- Objective
Find each line below that contains the word "gable" and copy it out in full.

- Information provided
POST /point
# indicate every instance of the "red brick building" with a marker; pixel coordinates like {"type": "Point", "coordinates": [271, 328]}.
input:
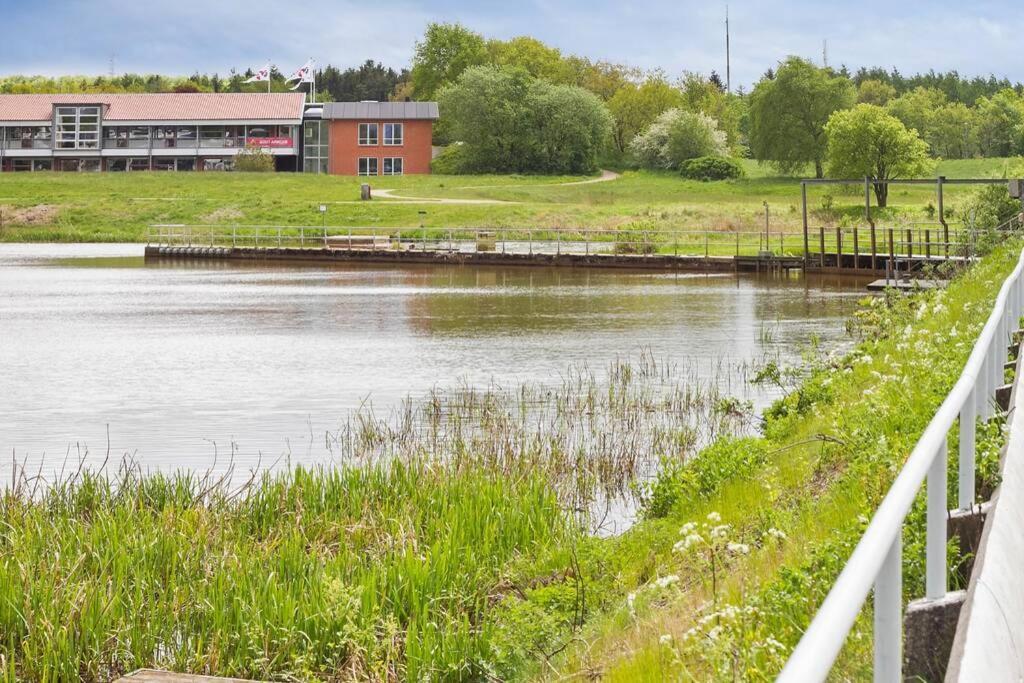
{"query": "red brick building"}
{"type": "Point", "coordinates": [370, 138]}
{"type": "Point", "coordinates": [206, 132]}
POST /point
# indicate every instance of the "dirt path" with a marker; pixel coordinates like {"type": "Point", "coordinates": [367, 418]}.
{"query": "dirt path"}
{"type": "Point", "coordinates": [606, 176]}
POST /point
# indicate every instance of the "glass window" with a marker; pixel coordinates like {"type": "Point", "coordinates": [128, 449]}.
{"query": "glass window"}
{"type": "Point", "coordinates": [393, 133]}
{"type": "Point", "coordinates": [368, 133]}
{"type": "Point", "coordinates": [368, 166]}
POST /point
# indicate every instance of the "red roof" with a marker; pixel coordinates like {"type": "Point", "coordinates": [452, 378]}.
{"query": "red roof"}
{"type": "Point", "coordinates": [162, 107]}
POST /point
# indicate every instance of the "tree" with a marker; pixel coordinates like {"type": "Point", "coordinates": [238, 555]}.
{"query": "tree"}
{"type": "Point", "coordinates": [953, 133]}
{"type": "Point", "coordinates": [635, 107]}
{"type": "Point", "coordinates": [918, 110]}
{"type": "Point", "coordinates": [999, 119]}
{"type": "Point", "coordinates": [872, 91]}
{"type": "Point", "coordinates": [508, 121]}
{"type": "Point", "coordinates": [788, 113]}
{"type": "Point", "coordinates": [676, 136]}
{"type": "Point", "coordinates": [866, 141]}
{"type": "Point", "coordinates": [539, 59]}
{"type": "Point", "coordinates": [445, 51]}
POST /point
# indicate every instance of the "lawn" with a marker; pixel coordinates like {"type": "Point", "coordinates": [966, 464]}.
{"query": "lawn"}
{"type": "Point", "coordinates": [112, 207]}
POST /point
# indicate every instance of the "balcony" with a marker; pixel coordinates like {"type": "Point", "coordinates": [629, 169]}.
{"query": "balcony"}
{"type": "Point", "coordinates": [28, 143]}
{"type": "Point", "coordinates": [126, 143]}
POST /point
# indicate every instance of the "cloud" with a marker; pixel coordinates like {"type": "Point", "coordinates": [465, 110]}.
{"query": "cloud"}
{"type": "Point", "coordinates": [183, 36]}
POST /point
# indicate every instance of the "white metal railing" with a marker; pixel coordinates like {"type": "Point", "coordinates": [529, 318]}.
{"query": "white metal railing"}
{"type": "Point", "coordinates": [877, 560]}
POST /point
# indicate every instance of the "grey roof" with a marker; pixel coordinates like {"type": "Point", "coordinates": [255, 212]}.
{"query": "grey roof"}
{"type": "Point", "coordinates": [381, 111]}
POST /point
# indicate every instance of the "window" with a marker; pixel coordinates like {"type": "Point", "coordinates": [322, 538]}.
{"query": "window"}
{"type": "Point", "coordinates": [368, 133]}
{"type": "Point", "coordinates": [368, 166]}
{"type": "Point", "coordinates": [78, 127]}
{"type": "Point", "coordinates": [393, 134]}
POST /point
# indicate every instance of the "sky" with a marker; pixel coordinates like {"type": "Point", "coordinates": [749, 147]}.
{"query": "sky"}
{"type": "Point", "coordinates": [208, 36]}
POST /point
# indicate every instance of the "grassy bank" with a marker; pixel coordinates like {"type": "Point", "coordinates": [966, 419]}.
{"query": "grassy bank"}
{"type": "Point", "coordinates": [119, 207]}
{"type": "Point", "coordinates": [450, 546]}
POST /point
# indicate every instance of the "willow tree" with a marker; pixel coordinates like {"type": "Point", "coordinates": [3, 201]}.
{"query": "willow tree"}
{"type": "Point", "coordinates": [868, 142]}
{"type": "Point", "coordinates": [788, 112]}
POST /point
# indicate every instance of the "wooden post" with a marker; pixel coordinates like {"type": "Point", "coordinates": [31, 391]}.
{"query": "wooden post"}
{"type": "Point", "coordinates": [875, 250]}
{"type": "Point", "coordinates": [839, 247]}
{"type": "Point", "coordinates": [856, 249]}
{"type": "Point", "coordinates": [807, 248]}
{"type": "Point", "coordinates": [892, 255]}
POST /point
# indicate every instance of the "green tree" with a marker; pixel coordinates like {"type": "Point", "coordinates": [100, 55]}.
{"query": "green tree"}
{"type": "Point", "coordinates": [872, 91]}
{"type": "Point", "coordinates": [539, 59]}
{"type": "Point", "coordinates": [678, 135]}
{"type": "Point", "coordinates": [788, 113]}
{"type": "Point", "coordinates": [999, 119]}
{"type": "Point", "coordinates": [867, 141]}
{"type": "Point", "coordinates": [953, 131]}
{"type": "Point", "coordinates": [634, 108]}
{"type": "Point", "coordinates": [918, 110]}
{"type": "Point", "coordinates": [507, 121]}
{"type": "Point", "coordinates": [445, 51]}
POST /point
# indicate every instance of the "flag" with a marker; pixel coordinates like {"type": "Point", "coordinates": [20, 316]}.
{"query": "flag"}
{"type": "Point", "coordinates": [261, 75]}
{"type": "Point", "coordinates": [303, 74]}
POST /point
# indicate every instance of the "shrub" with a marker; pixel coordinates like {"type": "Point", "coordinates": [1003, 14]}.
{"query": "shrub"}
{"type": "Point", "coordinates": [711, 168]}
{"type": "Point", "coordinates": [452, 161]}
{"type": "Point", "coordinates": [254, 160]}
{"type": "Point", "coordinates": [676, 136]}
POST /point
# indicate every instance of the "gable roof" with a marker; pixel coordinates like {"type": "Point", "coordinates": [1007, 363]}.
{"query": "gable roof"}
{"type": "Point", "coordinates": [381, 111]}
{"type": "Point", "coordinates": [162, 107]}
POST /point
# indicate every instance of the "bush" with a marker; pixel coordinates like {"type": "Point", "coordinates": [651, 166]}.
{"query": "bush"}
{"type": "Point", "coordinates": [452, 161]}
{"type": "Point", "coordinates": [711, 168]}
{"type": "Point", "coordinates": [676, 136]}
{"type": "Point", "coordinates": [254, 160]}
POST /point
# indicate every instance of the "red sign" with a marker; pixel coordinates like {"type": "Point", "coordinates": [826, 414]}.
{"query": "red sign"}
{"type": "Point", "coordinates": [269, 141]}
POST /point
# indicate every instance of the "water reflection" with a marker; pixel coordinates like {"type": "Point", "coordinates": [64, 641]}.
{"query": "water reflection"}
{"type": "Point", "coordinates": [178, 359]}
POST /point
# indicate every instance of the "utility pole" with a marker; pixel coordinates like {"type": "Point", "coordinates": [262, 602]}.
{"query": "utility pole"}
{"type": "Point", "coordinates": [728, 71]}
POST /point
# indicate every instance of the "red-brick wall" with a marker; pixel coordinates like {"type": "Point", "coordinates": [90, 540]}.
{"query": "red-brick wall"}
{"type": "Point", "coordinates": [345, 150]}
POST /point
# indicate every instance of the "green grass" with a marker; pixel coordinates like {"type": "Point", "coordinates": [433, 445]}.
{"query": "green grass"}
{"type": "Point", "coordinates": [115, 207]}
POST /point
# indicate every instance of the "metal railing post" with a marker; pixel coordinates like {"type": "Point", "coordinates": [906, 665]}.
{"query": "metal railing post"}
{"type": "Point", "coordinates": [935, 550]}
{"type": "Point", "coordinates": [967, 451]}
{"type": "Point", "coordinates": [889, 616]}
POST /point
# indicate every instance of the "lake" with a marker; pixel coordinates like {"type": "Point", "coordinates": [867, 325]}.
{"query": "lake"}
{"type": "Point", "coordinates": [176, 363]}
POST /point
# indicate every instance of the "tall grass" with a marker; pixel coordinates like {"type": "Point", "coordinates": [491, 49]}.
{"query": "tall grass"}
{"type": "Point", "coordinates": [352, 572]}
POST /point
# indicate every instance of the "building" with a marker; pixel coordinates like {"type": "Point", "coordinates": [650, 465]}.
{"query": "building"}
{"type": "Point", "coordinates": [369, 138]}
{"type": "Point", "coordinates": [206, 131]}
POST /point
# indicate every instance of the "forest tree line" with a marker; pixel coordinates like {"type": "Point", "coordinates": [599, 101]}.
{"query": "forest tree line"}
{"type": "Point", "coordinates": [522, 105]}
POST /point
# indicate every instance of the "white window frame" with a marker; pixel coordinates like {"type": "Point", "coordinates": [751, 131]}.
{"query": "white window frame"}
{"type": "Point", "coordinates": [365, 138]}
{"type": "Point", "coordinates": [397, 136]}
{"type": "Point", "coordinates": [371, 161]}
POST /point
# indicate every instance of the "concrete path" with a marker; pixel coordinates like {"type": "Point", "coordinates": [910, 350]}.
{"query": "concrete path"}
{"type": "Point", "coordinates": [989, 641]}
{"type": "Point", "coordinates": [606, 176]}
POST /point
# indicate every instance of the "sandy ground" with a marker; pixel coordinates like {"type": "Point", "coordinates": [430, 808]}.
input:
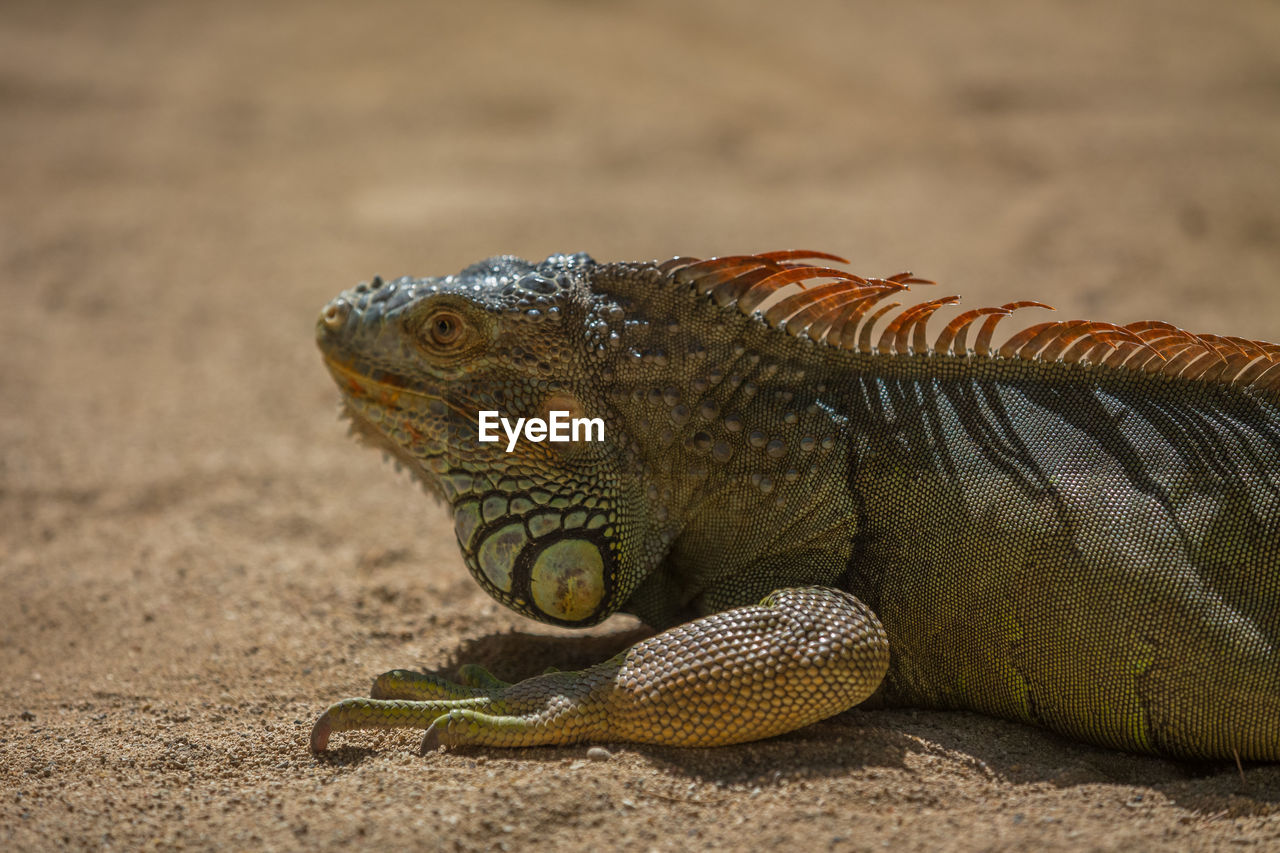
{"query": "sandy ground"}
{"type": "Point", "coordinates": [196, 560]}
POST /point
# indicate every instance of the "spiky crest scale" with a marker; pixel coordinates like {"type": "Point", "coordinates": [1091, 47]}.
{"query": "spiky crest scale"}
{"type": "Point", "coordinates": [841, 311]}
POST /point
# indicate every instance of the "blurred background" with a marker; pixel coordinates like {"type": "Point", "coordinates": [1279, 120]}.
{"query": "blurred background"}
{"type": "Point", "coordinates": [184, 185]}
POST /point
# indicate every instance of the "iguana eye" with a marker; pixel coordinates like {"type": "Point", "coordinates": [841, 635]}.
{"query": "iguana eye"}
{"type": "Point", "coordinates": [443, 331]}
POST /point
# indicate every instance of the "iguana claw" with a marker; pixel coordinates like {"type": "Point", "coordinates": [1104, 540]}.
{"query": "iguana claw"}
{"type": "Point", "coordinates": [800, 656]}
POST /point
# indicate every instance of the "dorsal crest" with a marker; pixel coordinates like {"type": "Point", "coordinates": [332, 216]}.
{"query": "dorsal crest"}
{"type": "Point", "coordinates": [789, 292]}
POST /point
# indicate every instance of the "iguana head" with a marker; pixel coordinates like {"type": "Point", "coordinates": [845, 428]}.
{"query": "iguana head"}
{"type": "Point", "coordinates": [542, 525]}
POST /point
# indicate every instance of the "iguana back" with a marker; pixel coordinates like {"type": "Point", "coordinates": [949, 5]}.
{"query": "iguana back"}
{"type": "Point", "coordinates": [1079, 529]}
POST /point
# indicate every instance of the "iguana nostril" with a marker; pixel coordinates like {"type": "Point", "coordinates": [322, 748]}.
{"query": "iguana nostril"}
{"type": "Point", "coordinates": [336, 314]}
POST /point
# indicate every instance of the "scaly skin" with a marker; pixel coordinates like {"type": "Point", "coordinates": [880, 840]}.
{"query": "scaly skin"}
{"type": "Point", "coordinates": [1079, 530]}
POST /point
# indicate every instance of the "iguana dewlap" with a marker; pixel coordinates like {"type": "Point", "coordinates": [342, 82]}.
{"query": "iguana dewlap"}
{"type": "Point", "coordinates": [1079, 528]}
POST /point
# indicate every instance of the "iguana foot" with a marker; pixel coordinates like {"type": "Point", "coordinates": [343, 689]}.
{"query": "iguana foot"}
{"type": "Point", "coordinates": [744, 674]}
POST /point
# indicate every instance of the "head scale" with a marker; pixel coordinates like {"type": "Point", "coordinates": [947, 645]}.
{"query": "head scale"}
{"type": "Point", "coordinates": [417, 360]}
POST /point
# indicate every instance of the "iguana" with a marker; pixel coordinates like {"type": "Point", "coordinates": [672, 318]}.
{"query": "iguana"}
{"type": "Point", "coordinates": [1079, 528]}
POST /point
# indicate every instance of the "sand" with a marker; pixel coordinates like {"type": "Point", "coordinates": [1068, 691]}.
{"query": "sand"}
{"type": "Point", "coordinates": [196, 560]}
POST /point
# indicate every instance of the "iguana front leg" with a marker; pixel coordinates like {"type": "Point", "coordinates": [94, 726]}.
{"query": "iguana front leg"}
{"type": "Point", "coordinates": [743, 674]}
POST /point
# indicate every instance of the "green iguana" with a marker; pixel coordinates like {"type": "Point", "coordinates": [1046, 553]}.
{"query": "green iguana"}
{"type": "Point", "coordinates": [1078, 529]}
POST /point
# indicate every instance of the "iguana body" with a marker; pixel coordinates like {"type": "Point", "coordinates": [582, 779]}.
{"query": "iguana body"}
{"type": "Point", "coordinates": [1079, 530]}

- Task output
# indicate every instance of the "gable roof" with a marker; pixel coordinates like {"type": "Point", "coordinates": [1007, 363]}.
{"query": "gable roof"}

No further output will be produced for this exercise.